SELECTED EXTRACT:
— BEGIN —

- Born: 26 March 1990 (age 36) Shimoga, Karnataka, India
- Education: National Institute of Technology, Karnataka
- Occupation: Actor
- Years active: 2017–present
- Known for: Roja

= Sibbu Suryan =

Indian actor

Sibbu Suryan (born 26 March 1990), is an Indian television actor who predominantly works in Tamil and Kannada industry. He is best known for playing the lead role Arjun Prathap in Tamil soap opera Roja.

== Early life and career ==
Sibbu was born on 26 March 1990 in Shimoga, Karnataka to a Hindu Rajput family. He is a graduate from the National Institute of Technology, Karnataka.

He made his television debut through Kannada serial Radha Ramana which aired from 2017 to 2019. He became popular through his role of Arjun Prathap in Tamil serial Roja.

— END —

INFORMATION GIVEN:
— BEGIN —

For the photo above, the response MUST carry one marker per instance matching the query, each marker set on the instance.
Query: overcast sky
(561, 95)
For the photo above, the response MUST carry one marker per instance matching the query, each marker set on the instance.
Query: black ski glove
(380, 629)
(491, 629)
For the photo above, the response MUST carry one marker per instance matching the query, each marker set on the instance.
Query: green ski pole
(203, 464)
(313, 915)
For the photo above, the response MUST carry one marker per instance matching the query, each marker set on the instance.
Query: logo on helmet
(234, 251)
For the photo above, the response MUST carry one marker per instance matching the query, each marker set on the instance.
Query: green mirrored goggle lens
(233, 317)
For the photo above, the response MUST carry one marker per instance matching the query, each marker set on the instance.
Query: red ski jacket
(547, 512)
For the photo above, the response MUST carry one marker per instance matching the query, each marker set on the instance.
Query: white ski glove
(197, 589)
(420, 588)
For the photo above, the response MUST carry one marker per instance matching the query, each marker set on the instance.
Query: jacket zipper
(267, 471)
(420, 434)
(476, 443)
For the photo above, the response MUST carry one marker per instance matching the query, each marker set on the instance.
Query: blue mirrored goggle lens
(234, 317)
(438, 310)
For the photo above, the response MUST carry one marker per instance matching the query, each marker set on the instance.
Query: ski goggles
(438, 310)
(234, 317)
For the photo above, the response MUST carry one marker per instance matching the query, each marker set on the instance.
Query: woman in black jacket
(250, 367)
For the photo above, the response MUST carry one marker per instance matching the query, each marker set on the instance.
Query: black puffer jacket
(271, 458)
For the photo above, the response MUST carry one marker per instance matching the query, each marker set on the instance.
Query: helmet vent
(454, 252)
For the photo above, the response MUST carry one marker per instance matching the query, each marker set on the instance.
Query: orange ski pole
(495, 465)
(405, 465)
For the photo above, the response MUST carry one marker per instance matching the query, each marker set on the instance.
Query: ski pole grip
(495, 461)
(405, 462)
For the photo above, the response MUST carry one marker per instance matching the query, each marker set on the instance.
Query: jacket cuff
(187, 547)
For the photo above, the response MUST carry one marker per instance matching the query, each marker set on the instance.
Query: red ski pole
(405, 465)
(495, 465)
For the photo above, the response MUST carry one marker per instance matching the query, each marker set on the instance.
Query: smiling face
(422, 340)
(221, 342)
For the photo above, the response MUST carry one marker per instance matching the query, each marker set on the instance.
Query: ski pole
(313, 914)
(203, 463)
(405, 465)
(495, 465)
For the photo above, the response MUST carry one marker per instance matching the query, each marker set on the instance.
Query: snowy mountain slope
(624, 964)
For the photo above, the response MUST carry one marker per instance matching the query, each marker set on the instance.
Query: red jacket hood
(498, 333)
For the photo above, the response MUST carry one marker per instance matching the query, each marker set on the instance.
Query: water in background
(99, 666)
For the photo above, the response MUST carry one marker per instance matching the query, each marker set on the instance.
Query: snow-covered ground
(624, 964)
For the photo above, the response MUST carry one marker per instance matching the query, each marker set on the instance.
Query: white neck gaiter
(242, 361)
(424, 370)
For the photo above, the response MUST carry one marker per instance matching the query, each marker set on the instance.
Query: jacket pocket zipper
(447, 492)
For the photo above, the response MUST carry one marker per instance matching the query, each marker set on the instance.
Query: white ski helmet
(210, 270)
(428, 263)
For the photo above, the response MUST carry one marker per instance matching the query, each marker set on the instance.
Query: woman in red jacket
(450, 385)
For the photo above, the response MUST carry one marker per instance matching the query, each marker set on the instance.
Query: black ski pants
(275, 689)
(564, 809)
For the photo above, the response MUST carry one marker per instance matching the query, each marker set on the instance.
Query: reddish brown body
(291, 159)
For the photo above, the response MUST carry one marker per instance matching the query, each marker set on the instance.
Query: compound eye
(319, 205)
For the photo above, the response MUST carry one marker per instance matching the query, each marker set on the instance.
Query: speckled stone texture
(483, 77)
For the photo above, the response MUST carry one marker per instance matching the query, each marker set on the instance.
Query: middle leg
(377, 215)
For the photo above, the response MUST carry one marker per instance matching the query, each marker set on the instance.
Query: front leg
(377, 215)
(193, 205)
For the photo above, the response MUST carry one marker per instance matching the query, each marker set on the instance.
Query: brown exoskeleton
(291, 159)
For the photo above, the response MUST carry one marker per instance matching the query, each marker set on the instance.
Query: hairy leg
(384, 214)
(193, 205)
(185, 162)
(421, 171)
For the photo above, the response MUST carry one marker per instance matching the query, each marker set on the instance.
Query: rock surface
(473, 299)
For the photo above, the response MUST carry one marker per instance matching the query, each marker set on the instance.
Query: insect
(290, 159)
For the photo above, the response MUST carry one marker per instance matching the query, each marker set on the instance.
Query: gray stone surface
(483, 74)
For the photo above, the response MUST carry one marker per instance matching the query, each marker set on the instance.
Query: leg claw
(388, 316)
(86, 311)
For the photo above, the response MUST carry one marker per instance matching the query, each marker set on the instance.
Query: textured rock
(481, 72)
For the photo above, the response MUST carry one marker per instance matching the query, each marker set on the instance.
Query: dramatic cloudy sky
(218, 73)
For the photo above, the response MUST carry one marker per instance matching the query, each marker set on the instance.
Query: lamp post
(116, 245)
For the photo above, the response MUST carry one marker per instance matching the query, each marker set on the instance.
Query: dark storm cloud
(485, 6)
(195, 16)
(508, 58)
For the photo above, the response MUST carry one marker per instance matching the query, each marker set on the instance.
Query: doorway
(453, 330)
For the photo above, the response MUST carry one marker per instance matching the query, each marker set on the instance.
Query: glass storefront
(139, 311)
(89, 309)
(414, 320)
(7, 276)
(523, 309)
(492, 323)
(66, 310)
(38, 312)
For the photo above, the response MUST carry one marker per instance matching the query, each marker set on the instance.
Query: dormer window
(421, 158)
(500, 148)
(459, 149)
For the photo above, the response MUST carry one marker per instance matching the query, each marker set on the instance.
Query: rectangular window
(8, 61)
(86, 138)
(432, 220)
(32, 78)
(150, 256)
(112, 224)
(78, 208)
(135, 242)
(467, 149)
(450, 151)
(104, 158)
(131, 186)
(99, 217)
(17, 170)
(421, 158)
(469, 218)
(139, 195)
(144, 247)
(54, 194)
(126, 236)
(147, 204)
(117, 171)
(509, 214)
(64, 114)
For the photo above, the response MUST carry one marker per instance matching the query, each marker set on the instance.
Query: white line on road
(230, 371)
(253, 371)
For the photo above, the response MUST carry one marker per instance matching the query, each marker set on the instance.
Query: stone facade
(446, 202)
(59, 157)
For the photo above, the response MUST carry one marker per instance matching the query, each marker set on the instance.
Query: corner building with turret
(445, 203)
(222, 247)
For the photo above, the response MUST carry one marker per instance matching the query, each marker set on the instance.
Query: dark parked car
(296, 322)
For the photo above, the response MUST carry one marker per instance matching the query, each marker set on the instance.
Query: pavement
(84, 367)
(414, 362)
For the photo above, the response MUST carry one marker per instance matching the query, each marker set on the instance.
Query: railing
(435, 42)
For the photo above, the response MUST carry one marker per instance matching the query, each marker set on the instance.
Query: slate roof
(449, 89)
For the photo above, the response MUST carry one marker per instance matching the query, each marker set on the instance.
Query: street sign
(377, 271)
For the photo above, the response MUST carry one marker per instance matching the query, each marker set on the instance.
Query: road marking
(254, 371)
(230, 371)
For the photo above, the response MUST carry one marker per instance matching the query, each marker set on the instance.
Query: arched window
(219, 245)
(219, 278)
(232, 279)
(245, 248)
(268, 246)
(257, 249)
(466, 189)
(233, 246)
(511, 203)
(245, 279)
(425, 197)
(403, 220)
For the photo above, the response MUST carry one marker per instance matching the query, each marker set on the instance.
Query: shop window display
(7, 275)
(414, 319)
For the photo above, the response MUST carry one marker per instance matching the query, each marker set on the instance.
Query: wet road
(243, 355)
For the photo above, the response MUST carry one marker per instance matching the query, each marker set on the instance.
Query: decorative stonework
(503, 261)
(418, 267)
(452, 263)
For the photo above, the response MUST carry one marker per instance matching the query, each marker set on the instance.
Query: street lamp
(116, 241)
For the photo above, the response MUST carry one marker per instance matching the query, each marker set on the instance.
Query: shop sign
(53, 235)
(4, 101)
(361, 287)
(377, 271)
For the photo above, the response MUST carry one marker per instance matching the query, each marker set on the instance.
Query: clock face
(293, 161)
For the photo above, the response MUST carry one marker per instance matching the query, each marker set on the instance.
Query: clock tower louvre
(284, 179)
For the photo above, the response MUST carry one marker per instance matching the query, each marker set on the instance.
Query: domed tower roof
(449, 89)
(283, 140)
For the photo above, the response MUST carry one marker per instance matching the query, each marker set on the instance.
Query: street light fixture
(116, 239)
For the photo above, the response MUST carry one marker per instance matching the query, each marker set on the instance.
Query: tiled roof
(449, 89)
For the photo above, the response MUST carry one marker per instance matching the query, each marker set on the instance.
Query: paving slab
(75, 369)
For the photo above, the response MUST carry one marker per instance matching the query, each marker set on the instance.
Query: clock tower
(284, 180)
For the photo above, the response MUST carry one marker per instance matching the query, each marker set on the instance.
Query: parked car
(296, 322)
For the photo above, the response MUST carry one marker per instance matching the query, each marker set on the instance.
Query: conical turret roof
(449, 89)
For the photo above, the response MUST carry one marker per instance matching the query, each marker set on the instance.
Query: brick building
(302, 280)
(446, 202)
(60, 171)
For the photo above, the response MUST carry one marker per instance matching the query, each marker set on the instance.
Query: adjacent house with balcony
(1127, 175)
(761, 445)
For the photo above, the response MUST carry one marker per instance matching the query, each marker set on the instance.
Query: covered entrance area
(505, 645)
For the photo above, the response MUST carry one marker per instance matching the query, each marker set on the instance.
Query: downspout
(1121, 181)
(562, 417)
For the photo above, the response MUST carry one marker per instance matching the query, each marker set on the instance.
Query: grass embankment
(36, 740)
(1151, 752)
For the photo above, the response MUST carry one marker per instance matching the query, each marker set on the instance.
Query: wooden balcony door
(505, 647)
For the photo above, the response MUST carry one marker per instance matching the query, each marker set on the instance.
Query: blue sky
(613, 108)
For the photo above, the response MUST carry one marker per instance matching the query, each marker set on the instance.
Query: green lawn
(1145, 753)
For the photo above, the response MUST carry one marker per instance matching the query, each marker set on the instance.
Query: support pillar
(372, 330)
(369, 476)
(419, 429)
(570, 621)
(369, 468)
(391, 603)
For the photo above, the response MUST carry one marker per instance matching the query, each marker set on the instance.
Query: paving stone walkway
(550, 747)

— END —

REQUIREMENTS: Reproduce the passage of the Sibbu Suryan biography above between "Indian actor" and "Tamil serial Roja.", inclusive.

WRITTEN RESPONSE:
Indian actor

Sibbu Suryan (born 26 March 1990), is an Indian television actor who predominantly works in Tamil and Kannada industry. He is best known for playing the lead role Arjun Prathap in Tamil soap opera Roja.

== Early life and career ==
Sibbu was born on 26 March 1990 in Shimoga, Karnataka to a Hindu Rajput family. He is a graduate from the National Institute of Technology, Karnataka.

He made his television debut through Kannada serial Radha Ramana which aired from 2017 to 2019. He became popular through his role of Arjun Prathap in Tamil serial Roja.